## 연습 과제
1. 라이브러리 세팅 노트북에서 "# 데이터 경로 맞춰주세요!"로 시작하는 단락을 핵심 사실을 살려 짧은 목록으로 정리하세요.
2. 라이브러리 세팅 노트북에서 "import lightgbm as"에서 시작해 "# wandb.login()"에서 끝나는 부분을 다시 쓰되, "lightgbm" 대신 "catboost"라고 바꿔 넣으세요.
3. 라이브러리 세팅 노트북이 멈춘 지점에 이어 다음 부분을 작성하세요.

## 본문 발췌

::::

## 1.라이브러리 세팅

In [2]:
import numpy as np
import pandas as pd
import random
import os
from tqdm import tqdm
import warnings
warnings.filterwarnings("ignore")

import lightgbm as lgb
from xgboost import XGBClassifier
from sklearn.metrics import roc_auc_score
from sklearn.metrics import accuracy_score

import pdb
import wandb
import seaborn as sns

from sklearn.model_selection import KFold, GroupKFold


In [3]:
# wandb.login()

In [4]:
%%time
dtype = {
    'userID': 'int16',
    'answerCode': 'int8',
    'KnowledgeTag': 'int16'
}   

# 데이터 경로 맞춰주세요!
# 혹시 코랩환경을 사용하신다면 왼쪽 폴더모양 아이콘을 눌러 "train_data.csv"를 드래그&드롭으로 업로드한 후 사용해주세요
DATA_PATH = '/opt/ml/input/data/'
df = pd.read_csv(DATA_PATH+'train_data.csv' , dtype=dtype, parse_dates=['Timestamp'])

CPU times: user 2.52 s, sys: 740 ms, total: 3.26 s
Wall time: 3.3 s


In [5]:
test_df = pd.read_csv(DATA_PATH+'test_data.csv' , dtype=dtype, parse_dates=['Timestamp'])

::::

## 주어진 데이터

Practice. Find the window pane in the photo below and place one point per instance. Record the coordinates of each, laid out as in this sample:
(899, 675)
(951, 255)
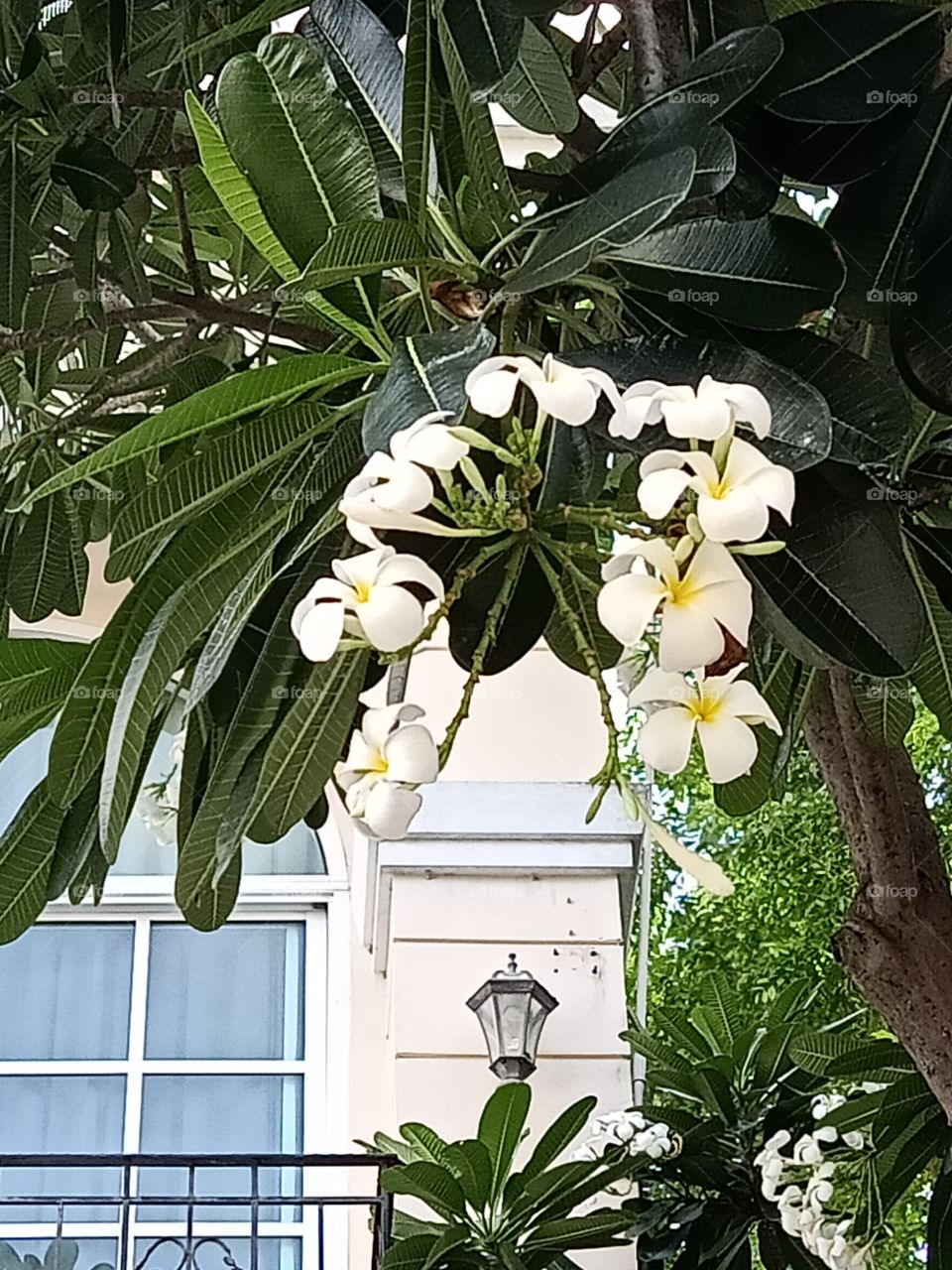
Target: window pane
(220, 1255)
(91, 1252)
(79, 979)
(236, 993)
(60, 1115)
(222, 1115)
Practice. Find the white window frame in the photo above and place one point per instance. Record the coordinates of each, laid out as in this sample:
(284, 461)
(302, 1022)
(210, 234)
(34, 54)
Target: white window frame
(320, 903)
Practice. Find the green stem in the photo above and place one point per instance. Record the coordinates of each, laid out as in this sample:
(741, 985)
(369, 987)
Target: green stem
(486, 640)
(610, 770)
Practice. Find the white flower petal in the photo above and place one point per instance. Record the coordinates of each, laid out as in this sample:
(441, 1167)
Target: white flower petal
(660, 685)
(688, 636)
(411, 568)
(390, 619)
(389, 811)
(627, 604)
(729, 748)
(703, 420)
(664, 739)
(744, 701)
(660, 490)
(706, 873)
(749, 403)
(320, 630)
(738, 516)
(412, 756)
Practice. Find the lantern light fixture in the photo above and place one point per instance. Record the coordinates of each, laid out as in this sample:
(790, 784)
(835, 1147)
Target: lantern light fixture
(512, 1008)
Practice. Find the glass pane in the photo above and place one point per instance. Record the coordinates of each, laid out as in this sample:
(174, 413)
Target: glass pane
(238, 993)
(91, 1252)
(220, 1254)
(221, 1115)
(80, 978)
(60, 1115)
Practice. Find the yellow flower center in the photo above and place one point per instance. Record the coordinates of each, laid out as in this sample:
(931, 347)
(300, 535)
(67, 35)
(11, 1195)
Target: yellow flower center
(680, 592)
(705, 710)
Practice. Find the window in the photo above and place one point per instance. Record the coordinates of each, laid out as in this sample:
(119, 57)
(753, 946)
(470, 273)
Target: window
(144, 1035)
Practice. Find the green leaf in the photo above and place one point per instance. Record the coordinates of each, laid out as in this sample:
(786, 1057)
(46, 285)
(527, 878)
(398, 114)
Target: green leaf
(235, 190)
(558, 1135)
(96, 178)
(625, 209)
(593, 1230)
(181, 615)
(500, 1128)
(354, 249)
(938, 1232)
(426, 373)
(306, 744)
(486, 39)
(429, 1183)
(298, 141)
(874, 217)
(843, 580)
(231, 399)
(416, 111)
(16, 238)
(851, 63)
(766, 272)
(367, 64)
(537, 90)
(27, 848)
(217, 467)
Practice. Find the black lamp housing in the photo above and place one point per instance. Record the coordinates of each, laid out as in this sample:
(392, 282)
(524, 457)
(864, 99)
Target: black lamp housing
(512, 1008)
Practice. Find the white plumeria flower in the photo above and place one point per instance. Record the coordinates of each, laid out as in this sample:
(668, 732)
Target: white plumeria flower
(721, 710)
(712, 593)
(733, 506)
(394, 486)
(367, 597)
(705, 414)
(388, 758)
(565, 393)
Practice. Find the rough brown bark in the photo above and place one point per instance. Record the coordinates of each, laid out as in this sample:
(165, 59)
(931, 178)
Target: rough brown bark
(896, 937)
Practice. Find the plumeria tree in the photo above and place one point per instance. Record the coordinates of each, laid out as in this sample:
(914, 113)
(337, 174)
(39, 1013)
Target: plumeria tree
(281, 324)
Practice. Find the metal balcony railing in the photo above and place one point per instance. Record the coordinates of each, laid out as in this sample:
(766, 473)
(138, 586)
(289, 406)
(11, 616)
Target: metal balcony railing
(208, 1211)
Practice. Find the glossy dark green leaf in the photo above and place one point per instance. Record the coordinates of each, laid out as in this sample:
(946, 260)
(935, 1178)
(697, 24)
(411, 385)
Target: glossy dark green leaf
(851, 62)
(874, 218)
(871, 417)
(16, 238)
(801, 431)
(537, 90)
(370, 70)
(765, 273)
(843, 579)
(298, 141)
(27, 848)
(622, 211)
(98, 180)
(486, 37)
(426, 373)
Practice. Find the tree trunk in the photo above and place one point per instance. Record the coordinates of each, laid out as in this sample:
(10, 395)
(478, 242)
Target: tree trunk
(896, 937)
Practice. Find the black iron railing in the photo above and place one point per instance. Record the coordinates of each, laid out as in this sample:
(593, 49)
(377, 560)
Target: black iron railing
(175, 1203)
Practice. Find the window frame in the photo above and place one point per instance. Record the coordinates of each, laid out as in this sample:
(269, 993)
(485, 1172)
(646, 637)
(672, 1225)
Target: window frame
(320, 903)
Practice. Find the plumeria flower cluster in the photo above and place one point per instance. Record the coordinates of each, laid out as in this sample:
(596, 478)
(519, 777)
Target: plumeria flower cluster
(631, 1130)
(158, 804)
(801, 1187)
(673, 581)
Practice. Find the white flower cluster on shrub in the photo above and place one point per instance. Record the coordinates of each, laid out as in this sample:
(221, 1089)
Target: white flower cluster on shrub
(801, 1187)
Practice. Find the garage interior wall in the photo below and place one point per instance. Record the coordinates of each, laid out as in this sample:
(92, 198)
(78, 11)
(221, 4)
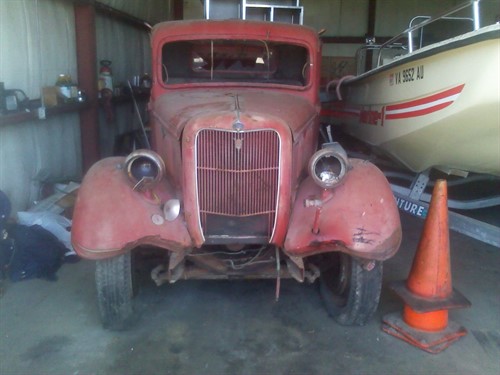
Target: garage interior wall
(37, 43)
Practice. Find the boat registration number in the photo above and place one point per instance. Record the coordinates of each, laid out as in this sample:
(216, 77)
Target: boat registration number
(411, 74)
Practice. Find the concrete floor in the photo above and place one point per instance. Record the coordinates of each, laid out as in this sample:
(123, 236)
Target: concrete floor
(195, 327)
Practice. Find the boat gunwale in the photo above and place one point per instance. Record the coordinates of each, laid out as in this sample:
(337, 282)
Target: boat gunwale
(473, 37)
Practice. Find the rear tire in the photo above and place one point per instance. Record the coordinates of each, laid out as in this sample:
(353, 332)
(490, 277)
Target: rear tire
(350, 292)
(115, 291)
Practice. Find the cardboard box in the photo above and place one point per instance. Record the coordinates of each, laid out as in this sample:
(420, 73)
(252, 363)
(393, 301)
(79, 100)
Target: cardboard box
(49, 96)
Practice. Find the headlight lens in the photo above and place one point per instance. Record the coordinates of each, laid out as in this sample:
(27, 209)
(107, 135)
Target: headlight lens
(329, 165)
(144, 168)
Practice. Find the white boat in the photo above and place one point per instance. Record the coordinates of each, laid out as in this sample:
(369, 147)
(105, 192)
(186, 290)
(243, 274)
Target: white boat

::::

## 응답 목록
1.
- 데이터 경로는 사용 환경에 맞게 조정해야 함
- 코랩 사용 시 왼쪽 폴더 아이콘을 눌러 "train_data.csv"를 드래그&드롭으로 업로드
- DATA_PATH는 '/opt/ml/input/data/'
- train_data.csv를 지정한 dtype으로 읽어 df에 저장하며, 'Timestamp' 열은 날짜로 파싱

2.
import catboost as lgb
from xgboost import XGBClassifier
from sklearn.metrics import roc_auc_score
from sklearn.metrics import accuracy_score

import pdb
import wandb
import seaborn as sns

from sklearn.model_selection import KFold, GroupKFold


In [3]:
# wandb.login()

3.
test_df = test_df.sort_values(by=['userID', 'Timestamp']).reset_index(drop=True)
df['dataset'] = 1 #train_data
test_df['dataset'] = 2 #test_data
# test_df = test_df[(test_df['dataset'] == 2)&(test_df['answerCode'] != -1)] #테스트셋에 대해서는 제거
all_df = pd.concat([df,test_df],axis=0)

## 2. 피쳐 엔지니어링

In [6]:
day_dict = {'Tuesday': 0,
 'Thursday': 1,
 'Monday': 2,
 'Saturday': 3,
 'Friday': 4,
 'Wednesday': 5,
 'Sunday': 6}

def feature_engineering(df):
    df = df.copy()
    #유저별 시퀀스를 고려하기 위해 아래와 같이 정렬
    df.sort_values(by=['userID','Timestamp'], inplace=True)
    
    #유저들의 문제 풀이수, 정답 수, 정답률을 시간순으로 누적해서 계산
    df['user_correct_answer'] = df.groupby('userID')['answerCode'].transform(lambda x: x.cumsum().shift(1))
    df['user_total_answer'] = df.groupby('userID')['answerCode'].cumcount()
    df['user_acc'] = df['user_correct_answer']/df['user_total_answer']
    
    # 문제 푸는데 걸린 시간
    # 10분이상 시간소요는 새로운 문제집을 시작한 것으로 판단
    diff = df.loc[:, ['userID', 'Timestamp']].groupby('userID').diff().fillna(pd.Timedelta(seconds=0))
    diff = diff.fillna(pd.Timedelta(seconds=0))
    diff = diff['Timestamp'].apply(lambda x: x.total_seconds())
    df['elapsed'] = diff
    df['elapsed'] = df['elapsed'].apply(lambda x: 0 if x>= 600 else x)
    # 문제 푸는데 걸린 누적 시간
    df['elapsed_cumsum'] = df.groupby('userID')['elapsed'].cumsum()
    #문제 푸는데 걸린 시간의 중앙값
    elapsed_med = df.groupby('userID')['elapsed'].agg(['median'])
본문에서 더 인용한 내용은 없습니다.